__QUOTED PASSAGE__:
============

Re: [PATCH] semaphore fairness patch against test11-pre6

From: Andrew Morton (andrewm@uow.edu.au)
Date: Sun Nov 19 2000 - 07:51:00 EST


Linus Torvalds wrote:
>
> ...
> But the algorithm itself should allow for other values. In fact, I think
> that you'll find that it works fine if you switch to non-exclusive
> wait-queues, and the only reason you see the repeatable D states is
> exactly the case where we didn't "take" the semaphore even though we were
> awake, and that basically makes us an exclusive process that didn't react
> to an exclusive wakeup.
>
> (Think of it this way: with the "inside" patch, the process does
>
> tsk->state = TASK_INTERRUPTIBLE;
>
> twice, even though there was only one semaphore that woke it up: we
> basically "lost" a wakeup event, not because "sleepers" cannot be 2, but
> because we didn't pick up the wakeup that we might have gotten.

============

__EXCERPTED DATA__:
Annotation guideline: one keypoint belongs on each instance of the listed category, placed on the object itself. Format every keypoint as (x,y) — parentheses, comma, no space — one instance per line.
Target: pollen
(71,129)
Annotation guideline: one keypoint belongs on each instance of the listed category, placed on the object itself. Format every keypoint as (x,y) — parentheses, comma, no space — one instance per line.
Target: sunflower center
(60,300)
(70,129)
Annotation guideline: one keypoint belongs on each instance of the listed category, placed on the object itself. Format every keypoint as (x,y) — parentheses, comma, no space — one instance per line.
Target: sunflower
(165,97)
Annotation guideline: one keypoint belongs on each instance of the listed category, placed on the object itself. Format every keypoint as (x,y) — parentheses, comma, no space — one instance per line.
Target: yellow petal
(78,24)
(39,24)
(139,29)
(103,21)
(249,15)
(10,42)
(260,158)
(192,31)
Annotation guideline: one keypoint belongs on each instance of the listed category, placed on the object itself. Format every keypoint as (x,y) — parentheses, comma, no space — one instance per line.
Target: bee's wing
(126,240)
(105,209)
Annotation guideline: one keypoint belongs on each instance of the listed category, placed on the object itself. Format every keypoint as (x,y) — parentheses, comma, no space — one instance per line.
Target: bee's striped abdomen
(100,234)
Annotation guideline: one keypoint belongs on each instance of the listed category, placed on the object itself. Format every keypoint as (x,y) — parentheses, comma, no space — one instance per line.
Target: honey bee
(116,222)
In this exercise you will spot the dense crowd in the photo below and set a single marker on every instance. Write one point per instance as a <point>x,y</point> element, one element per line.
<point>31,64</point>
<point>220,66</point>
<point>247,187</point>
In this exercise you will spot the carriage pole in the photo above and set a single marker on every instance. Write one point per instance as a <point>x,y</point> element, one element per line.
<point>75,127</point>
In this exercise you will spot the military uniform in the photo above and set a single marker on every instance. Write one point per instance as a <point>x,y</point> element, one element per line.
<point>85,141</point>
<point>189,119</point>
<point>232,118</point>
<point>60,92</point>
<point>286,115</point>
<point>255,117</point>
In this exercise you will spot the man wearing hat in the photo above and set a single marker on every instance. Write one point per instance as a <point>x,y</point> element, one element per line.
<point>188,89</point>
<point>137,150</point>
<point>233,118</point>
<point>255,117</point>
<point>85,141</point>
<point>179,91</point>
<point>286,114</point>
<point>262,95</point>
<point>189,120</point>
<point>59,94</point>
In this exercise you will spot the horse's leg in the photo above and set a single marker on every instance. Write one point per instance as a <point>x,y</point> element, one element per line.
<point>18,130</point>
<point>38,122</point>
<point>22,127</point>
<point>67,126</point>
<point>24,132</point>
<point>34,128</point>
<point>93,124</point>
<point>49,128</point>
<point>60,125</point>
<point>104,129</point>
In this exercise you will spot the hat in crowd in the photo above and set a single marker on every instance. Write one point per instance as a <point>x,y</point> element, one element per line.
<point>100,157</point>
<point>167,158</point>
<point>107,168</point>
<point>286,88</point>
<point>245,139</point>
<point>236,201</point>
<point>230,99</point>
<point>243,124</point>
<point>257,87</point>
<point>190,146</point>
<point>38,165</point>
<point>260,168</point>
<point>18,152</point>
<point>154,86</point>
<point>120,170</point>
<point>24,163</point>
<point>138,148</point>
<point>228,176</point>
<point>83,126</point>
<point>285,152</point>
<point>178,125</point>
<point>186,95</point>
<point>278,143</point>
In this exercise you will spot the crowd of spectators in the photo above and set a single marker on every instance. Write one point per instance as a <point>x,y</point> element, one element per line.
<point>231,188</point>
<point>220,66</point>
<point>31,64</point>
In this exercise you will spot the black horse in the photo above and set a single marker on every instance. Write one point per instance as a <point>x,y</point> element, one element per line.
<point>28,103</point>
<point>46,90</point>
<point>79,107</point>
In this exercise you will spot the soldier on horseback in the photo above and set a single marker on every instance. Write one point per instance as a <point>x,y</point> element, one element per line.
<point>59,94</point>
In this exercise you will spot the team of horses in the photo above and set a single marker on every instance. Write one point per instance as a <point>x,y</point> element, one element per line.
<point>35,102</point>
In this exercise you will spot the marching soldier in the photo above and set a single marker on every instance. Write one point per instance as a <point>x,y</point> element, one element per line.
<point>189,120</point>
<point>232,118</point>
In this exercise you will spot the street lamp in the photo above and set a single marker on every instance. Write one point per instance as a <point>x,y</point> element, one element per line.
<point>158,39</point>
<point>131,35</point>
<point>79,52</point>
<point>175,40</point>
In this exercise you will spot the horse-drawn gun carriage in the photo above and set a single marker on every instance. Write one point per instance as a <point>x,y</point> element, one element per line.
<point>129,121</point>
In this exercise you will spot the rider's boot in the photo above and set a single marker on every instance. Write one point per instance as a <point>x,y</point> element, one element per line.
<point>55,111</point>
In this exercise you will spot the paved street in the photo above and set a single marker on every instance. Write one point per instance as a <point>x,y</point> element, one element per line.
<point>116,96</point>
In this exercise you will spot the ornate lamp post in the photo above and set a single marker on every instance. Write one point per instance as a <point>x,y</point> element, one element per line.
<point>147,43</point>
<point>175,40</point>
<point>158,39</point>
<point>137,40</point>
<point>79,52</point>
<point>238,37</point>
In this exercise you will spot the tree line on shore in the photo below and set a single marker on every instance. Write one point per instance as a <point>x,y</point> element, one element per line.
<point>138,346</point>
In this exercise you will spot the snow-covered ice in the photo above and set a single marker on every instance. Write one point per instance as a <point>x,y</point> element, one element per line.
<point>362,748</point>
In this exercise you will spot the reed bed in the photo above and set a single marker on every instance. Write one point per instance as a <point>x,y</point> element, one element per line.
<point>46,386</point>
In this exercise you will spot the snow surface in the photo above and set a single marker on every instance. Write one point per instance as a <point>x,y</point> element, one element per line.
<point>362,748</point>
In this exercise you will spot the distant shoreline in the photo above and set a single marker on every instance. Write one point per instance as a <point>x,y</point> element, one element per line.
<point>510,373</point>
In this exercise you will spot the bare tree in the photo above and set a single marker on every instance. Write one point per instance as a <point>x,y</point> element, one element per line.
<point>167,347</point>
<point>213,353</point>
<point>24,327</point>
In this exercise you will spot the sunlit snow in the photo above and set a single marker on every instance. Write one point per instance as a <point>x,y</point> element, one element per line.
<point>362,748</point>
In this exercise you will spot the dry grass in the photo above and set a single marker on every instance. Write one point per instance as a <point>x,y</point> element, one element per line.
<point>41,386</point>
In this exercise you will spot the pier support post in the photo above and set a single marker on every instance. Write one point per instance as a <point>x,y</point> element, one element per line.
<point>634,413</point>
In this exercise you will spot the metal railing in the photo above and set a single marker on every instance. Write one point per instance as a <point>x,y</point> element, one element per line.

============

Answer these questions on the semaphore fairness message above.
1. Who sent the message, and on what date?
2. According to the quoted passage, what kind of wait-queues does Linus Torvalds think the algorithm works fine with?
3. What statement does the process execute twice with the "inside" patch?

1. Andrew Morton sent it on Sun Nov 19 2000, at 07:51:00 EST.
2. Non-exclusive wait-queues.
3. tsk->state = TASK_INTERRUPTIBLE;